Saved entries
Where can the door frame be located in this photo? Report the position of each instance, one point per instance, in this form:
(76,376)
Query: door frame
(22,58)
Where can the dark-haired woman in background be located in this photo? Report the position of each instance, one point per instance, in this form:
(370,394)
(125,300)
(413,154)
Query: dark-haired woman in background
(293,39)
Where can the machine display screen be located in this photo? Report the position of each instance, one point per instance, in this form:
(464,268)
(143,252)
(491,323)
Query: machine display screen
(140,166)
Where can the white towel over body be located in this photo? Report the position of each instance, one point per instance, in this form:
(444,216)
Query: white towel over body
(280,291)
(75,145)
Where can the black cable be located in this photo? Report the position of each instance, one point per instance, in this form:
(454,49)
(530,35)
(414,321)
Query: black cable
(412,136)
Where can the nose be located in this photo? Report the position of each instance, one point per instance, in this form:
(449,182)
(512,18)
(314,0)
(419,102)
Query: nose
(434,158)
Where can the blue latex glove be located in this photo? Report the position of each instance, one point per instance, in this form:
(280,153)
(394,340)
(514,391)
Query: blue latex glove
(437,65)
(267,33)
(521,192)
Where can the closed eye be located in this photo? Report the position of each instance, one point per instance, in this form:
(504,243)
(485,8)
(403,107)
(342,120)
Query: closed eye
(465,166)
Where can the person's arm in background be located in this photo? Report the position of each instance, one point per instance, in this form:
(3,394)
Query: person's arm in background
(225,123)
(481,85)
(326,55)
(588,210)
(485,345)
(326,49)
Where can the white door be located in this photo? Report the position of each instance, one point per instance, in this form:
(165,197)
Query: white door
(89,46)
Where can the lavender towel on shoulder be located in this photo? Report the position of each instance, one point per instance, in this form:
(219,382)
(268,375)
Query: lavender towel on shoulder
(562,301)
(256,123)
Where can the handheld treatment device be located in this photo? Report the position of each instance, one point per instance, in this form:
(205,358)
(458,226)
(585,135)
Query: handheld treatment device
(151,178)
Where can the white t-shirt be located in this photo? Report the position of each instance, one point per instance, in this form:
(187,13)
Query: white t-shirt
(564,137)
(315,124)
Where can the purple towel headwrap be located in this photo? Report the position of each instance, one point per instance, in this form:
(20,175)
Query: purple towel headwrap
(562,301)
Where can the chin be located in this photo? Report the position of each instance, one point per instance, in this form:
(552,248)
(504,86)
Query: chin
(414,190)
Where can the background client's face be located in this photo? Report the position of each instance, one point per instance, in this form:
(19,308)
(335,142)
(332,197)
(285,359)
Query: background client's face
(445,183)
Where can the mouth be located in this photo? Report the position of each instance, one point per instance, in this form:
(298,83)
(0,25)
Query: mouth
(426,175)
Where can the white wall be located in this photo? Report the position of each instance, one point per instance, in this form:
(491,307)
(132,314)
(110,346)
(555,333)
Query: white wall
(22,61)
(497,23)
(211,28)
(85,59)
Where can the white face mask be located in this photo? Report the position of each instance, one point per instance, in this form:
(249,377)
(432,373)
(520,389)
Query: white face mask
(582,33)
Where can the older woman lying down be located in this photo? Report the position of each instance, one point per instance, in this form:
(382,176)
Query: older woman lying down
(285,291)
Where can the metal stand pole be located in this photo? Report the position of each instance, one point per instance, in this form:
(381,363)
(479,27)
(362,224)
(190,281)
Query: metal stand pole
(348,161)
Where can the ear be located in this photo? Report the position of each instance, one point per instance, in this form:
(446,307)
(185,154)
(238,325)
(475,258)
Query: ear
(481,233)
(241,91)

What to produce: Could you give again exactly the lines from the line containing "Where can the chin" through the final line of the data above, and no others?

Completed task:
Where can the chin be located in this photo? Report the position of each instance, one point per instance, in this form:
(552,248)
(504,86)
Query: chin
(414,190)
Where can the background client's face be located in this photo? Report the position of each instance, one point per instance, in this form:
(19,308)
(335,142)
(332,197)
(285,359)
Query: background client's face
(445,183)
Where can the mouth be located in this photo? Report the position of each instance, one point per instance, in this form:
(298,83)
(0,25)
Query: mouth
(426,175)
Where can the white wall be located in this photo? Report the position of each instance, one point per instance, in this form:
(491,307)
(132,314)
(110,346)
(555,333)
Query: white wall
(22,61)
(497,23)
(211,28)
(85,59)
Where can the white face mask be located in this photo? Report the position of each instance, one point per instance, in this form:
(249,377)
(432,373)
(520,389)
Query: white face mask
(582,33)
Where can the older woman lying down be located in this photo? Report the position of each instance, one point per instance, in this form:
(382,176)
Query: older woman lying down
(285,291)
Where can the metal stand pole be located in this photo? Report the position of each instance, one point per instance, in this form:
(381,363)
(479,27)
(362,224)
(190,281)
Query: metal stand pole
(348,161)
Where can the ear be located in this photo? Report the position of each instance, one point per instance, in this form:
(446,307)
(185,154)
(238,325)
(475,258)
Query: ear
(481,233)
(241,91)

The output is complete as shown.